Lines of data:

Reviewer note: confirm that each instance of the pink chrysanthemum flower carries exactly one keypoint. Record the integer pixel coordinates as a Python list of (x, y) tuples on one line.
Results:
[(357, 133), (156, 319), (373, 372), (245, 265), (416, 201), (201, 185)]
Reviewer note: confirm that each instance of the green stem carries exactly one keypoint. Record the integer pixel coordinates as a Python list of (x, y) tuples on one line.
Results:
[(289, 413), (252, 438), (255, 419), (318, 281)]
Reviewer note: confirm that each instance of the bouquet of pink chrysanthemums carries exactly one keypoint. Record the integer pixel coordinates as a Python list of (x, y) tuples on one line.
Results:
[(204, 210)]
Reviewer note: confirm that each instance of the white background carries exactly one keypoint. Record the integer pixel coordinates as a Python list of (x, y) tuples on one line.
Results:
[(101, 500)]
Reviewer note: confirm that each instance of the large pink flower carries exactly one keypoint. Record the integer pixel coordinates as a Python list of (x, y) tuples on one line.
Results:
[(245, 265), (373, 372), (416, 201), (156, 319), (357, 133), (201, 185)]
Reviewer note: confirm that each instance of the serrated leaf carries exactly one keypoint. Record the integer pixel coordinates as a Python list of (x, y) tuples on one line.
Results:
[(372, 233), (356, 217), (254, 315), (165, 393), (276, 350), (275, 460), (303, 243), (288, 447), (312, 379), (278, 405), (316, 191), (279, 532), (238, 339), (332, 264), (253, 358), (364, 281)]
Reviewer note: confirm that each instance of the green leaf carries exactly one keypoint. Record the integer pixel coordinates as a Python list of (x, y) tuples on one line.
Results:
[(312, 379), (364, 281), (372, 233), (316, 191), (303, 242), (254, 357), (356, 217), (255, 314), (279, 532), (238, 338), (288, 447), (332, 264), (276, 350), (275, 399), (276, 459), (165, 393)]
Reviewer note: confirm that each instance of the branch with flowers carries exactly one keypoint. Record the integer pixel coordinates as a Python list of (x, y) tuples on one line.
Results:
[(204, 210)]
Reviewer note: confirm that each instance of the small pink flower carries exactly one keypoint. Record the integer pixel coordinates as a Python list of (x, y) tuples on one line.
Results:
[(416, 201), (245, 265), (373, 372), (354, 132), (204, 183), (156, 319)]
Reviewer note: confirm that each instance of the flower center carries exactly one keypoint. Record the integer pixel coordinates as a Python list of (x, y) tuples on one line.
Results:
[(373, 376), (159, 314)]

* What you should do: Recast all of the items above as a two-column CSV with the header note,result, giving one row per item. Put each item's text and its answer in separate quoted fields, with any line breaks replaced by spaces.

* Right answer:
note,result
"Reviewer note: confirm that each instance of the pink chrysanthemum flower carries exactly one keypoint. Record the integer pixel coordinates as a Python list of (x, y) tuples on one line. Results:","[(357, 133), (156, 319), (373, 372), (245, 265), (416, 201), (201, 185)]"
"Reviewer note: confirm that each instance of the green stem carries exactly one keypoint. Record the integer pixel coordinates as a Python list of (x, y) tuples on one line. Results:","[(289, 413), (252, 438), (255, 419), (318, 281)]"
"Reviewer note: confirm that each instance of the bouquet of pink chrysanthemums carries exactly one keypoint. Record the integer pixel coordinates as a Python list of (x, y) tuples on one line. Results:","[(204, 210)]"
"Reviewer note: confirm that each instance of the white background carries exactly one keypoint. Record the integer pixel coordinates as a Python list of (x, y) tuples on one line. Results:","[(101, 500)]"
"Reviewer note: confirm that each instance of the large pink flower carries exactly one keypoint. Record the integer pixel coordinates as a Python list of (x, y) tuples on one line. Results:","[(245, 265), (373, 372), (416, 201), (156, 319), (357, 133), (201, 185)]"
"Reviewer note: confirm that each instance of the serrated leaf carries exactly one keypoint. Record the integer pixel coordinates as a Python list of (x, y) tuples on one line. Results:","[(372, 233), (356, 217), (254, 315), (165, 393), (276, 350), (275, 460), (303, 243), (288, 447), (312, 379), (278, 405), (316, 191), (279, 532), (238, 339), (332, 264), (253, 358), (364, 281)]"
"Reviewer note: confirm that each instance of the green leaf carries exactly one keypoint. Record the integer pixel coordinates as a Python list of (x, y) tuples on one line. Results:","[(312, 379), (364, 281), (372, 233), (316, 191), (303, 242), (254, 357), (356, 217), (255, 314), (279, 532), (238, 338), (288, 447), (332, 264), (276, 350), (275, 399), (276, 459), (165, 393)]"
"Reviewer note: confirm that each instance of the branch with flowers carries exactly one keypoint. Record the integer pixel coordinates as a Python list of (x, y) tuples on one line. Results:","[(204, 210)]"
"Reviewer note: confirm that each instance of the small pink flower carries exactly one keypoint. Record the integer pixel coordinates as a Python list of (x, y) tuples on one line. Results:","[(416, 201), (245, 265), (373, 372), (354, 132), (204, 183), (156, 319)]"
"Reviewer note: confirm that each instance of the flower center carries exactly one keypoint. Record the integer pixel coordinates as a Python list of (x, y) tuples on one line. Results:","[(373, 376), (159, 314)]"